Peak Oil- jak uratować siebie i świat?

Długoletni czytelnicy tego bloga widza, że moje poglądy ewoluują. W niektórych miejscach to jest zmiana o 180 stopni. Ja z tym nie mam problemów, tak samo jak z przyznaniem, że wcześniej się myliłem. 
Tak właśnie częściowo się myliłem w sprawie Peak Oil.

Peak Oil istnieje, ma się dobrze i wszystko wskazuje, że jesteśmy na szczycie. A tak dokładniej, jeśli cześć oficjalnych danych uznać za skręcone (zgodnie z zdrowym rozsądkiem), to już poza szczytem. Precyzując tą moja opinie: peak oil minął i ropy w skali globalnej będzie już tylko mniej. Teoretycznie, czy według wczorajszej wiedzy, powinno to oznaczać stały i postępujący kryzys. Kryzys spowodowany zależnością produkcji przemysłowej i komfortu oraz obiegu pieniądza od ilości zużywanej energii. Są nawet specjalne wyliczenia, itd. Tylko to wszystko to nie koniec. Co jeśli zaczniemy zmniejszać ilość zużywanej energii utrzymując ten sam poziom życia? Jeśli utrzymamy własną produktywność, realnie nasz komfort wzrośnie.

▶ _UDOSTĘPNIONE REKORDY_
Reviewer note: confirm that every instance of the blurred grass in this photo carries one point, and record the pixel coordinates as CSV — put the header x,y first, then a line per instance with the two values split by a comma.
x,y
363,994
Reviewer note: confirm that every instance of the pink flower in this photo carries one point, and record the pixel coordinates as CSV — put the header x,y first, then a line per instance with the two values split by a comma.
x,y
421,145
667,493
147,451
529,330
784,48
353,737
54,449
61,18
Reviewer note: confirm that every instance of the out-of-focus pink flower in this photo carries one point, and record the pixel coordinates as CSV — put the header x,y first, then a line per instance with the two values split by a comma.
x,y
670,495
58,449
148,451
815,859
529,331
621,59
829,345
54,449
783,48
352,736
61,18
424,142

▶ _ZADANIA ĆWICZENIOWE_
1) Od czego, według fragmentu strony o Peak Oil, zależą produkcja przemysłowa, komfort oraz obieg pieniądza?
2) Ile wierszy rekordów zawiera ciąg „line”? Wielkość liter ma znaczenie; należy podać wyłącznie liczbę.

▶ _ODPOWIEDZI DO ĆWICZENIA_
1) Od ilości zużywanej energii.

2) 3